- **Exercise aim**:
Starting with the line that holds "hillside in the photo above.", copy out each remaining line of the listing below, up to and including the last one, and include nothing else.

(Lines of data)
_ _ _

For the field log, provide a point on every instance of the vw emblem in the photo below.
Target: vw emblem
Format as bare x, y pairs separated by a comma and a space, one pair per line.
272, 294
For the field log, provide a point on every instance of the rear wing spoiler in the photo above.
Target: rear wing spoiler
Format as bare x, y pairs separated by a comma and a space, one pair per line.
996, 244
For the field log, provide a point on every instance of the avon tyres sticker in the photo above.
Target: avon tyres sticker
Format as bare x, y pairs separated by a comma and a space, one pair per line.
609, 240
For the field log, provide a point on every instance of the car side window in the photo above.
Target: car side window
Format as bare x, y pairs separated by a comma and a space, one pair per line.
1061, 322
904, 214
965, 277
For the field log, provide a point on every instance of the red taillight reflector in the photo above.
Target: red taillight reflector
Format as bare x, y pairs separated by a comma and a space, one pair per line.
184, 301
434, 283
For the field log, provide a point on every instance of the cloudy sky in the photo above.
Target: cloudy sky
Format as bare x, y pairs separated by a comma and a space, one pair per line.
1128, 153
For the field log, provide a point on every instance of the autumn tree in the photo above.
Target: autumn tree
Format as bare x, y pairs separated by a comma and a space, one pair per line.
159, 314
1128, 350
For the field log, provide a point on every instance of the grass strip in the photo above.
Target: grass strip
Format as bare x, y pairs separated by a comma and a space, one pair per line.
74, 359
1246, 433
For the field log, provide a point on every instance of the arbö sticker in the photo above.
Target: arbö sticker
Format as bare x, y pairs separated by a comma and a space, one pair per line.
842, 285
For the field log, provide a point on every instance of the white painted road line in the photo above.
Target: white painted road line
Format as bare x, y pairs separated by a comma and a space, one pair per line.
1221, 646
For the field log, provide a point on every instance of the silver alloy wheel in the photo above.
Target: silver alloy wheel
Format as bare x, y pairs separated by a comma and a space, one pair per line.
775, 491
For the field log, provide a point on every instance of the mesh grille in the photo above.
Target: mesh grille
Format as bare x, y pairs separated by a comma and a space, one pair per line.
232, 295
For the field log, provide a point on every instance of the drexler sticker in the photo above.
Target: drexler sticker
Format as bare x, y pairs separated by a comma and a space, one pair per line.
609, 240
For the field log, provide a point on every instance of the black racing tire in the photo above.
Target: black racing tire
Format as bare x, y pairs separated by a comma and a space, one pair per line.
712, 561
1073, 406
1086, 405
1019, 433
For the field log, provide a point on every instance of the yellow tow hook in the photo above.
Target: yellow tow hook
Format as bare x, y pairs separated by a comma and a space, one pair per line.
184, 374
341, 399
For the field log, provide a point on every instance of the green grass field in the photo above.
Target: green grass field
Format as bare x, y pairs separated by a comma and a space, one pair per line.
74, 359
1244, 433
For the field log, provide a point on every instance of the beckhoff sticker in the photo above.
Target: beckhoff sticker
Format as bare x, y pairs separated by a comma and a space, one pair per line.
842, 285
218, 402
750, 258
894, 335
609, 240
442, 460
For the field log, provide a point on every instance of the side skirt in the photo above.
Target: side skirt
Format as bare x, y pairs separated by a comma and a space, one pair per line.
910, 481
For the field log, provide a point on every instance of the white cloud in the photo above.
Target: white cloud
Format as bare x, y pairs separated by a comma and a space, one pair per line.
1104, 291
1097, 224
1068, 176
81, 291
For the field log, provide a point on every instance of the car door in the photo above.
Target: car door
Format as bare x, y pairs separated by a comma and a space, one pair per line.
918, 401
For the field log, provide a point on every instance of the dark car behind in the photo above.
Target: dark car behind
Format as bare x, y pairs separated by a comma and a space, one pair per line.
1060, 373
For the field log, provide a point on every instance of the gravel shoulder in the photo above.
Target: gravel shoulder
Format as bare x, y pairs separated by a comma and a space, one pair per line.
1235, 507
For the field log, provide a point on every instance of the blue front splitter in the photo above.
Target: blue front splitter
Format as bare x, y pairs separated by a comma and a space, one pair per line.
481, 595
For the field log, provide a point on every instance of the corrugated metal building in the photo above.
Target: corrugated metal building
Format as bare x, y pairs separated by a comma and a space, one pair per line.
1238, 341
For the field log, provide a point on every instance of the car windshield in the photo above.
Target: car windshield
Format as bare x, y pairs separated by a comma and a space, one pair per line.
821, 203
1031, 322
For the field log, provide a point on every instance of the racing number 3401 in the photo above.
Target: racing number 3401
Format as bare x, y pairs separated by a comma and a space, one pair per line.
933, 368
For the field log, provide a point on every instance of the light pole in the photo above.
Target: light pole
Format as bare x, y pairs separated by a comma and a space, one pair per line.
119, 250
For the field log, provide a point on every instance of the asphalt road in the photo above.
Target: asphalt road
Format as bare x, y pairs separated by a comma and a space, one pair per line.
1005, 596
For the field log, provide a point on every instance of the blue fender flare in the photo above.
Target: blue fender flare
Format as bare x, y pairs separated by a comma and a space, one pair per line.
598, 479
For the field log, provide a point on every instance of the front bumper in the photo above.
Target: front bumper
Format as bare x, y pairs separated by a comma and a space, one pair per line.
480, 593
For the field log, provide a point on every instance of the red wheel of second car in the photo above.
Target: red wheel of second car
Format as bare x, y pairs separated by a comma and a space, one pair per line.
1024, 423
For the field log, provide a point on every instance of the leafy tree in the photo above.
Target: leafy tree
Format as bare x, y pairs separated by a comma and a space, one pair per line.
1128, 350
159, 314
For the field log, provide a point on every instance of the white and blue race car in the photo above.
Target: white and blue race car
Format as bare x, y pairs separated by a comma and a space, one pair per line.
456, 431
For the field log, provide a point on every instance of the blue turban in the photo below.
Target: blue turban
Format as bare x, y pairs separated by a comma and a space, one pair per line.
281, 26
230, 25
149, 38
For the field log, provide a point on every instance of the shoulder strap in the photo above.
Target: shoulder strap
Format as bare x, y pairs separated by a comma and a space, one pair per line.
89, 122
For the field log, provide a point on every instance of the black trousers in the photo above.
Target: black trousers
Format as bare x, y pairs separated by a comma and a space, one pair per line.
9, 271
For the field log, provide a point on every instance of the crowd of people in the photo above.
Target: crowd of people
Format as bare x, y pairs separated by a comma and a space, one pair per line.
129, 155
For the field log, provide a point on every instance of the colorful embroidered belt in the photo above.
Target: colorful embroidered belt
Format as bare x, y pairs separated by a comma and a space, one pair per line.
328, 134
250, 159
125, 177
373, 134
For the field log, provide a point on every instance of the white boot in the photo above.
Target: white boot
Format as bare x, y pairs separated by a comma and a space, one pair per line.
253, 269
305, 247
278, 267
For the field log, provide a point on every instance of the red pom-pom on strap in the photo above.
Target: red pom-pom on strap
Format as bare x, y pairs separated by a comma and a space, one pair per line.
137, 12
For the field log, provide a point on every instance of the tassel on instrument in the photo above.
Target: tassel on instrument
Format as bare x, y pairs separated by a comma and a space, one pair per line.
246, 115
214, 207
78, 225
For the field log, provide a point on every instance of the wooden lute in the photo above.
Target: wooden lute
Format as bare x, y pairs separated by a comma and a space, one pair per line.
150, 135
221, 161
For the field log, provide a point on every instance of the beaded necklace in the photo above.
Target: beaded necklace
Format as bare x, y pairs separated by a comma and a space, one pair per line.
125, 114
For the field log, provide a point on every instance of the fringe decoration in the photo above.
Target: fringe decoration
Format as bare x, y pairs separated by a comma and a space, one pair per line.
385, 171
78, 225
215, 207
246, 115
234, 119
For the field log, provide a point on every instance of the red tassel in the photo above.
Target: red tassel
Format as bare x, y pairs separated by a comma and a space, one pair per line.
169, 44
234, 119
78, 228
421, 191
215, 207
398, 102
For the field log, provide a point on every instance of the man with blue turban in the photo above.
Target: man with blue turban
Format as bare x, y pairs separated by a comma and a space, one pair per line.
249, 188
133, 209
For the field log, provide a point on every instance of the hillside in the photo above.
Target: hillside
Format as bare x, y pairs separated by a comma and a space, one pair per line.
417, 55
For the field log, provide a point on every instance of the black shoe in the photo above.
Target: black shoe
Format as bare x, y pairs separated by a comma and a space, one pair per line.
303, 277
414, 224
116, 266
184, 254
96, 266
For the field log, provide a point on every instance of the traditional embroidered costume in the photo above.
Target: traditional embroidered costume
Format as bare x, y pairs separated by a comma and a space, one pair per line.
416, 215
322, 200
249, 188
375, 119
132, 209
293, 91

_ _ _

- **Solution for this problem**:
For the field log, provide a point on every instance of the hillside in the photo above.
Target: hillside
Format as bare x, y pairs separated by a comma and a space, one pair per line.
417, 55
For the field log, provide a point on every instance of the black shoe in the photo above.
Target: black shoe
Format as bare x, y pairs separated by a comma and a space, one pair per line.
303, 277
414, 224
116, 266
184, 254
96, 266
For the field log, provide a point on every instance of the traditional embroidered costume in the photo above.
Target: traditional embroidered costume
Format as bare x, y pairs separated by a comma and a space, one pair per line.
416, 215
322, 200
249, 188
375, 119
132, 209
293, 91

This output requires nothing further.